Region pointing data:

----------------------------------------

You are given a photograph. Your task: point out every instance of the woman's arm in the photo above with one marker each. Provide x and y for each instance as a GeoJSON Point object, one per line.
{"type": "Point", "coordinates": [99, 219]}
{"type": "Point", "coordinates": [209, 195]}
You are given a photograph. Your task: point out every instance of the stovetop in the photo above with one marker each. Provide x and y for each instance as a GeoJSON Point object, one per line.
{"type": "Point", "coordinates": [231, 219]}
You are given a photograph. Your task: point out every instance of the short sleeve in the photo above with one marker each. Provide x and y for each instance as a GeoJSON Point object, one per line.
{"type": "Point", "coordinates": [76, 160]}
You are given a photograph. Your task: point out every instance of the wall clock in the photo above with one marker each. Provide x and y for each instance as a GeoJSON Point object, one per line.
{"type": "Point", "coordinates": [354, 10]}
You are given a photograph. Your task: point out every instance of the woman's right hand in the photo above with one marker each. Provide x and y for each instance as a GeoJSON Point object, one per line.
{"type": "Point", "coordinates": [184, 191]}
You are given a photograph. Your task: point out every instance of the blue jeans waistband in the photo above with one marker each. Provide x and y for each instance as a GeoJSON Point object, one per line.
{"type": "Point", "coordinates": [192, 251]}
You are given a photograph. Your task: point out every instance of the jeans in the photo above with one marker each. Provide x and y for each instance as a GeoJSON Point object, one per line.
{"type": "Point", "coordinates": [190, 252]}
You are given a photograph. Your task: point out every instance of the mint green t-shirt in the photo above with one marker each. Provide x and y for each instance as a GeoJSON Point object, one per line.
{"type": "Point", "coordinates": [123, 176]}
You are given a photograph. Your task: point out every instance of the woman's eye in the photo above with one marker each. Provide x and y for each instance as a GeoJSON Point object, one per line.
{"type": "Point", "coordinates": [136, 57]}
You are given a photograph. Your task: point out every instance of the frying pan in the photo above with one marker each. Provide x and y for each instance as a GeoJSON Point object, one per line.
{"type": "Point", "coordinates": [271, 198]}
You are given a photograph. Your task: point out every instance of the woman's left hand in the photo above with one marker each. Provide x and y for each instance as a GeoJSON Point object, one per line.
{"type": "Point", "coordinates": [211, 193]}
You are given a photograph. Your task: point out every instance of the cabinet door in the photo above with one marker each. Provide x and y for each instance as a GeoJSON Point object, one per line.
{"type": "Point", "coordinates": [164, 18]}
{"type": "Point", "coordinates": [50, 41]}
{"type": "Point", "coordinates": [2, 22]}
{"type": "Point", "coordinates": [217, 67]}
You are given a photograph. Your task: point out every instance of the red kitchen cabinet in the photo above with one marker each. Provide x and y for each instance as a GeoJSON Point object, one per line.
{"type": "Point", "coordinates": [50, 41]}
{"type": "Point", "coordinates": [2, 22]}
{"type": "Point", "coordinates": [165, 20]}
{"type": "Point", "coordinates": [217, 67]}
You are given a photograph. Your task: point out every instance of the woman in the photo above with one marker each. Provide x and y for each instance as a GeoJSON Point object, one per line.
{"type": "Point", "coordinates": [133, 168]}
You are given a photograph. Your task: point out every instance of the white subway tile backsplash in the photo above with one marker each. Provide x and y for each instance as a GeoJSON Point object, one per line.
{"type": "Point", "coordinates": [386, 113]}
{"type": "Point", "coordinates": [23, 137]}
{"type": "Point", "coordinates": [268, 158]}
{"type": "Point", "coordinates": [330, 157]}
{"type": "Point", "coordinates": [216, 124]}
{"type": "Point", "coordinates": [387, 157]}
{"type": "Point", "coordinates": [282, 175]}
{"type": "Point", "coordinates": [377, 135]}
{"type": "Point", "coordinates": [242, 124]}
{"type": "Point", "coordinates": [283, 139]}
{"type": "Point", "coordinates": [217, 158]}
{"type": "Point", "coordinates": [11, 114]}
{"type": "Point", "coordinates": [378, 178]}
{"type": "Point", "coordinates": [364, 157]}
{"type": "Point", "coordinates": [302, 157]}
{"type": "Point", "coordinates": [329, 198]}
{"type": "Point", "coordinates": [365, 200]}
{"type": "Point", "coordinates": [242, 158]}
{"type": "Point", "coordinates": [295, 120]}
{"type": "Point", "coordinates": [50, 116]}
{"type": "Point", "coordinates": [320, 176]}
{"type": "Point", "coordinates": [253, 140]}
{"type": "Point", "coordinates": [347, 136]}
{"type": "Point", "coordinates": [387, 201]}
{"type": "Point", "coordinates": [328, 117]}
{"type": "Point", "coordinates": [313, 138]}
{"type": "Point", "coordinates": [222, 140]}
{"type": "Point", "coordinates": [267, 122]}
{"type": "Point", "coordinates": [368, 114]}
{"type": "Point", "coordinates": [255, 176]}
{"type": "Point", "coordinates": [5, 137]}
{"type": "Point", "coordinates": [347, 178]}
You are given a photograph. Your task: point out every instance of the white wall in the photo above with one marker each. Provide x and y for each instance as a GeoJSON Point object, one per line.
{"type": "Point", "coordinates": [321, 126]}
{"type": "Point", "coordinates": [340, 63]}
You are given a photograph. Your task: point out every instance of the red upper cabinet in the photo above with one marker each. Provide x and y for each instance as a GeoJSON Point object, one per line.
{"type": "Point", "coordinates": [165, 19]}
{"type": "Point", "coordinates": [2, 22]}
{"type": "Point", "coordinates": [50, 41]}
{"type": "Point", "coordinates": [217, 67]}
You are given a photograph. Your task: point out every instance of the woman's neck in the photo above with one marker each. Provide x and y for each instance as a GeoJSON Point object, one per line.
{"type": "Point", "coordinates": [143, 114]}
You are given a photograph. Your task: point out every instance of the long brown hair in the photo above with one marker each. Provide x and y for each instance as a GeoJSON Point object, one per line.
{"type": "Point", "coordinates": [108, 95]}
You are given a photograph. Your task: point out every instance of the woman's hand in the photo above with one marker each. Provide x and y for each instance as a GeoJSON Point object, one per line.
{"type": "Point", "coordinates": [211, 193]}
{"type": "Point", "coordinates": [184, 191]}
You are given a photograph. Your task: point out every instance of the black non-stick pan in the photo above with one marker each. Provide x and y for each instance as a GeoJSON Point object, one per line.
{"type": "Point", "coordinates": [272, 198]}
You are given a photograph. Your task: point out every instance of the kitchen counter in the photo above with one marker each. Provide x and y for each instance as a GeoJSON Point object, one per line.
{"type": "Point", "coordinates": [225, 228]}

----------------------------------------

● **EXERCISE AIM**:
From the line containing "of the kitchen" down to the last line of the records above, print every line exactly, with both ends kept.

● **EXERCISE OUTPUT**:
You are given a photograph. Your task: point out every instance of the kitchen counter in the photo above with one marker each. Provide x and y for each instance as a GeoJSON Point object, one per line.
{"type": "Point", "coordinates": [225, 228]}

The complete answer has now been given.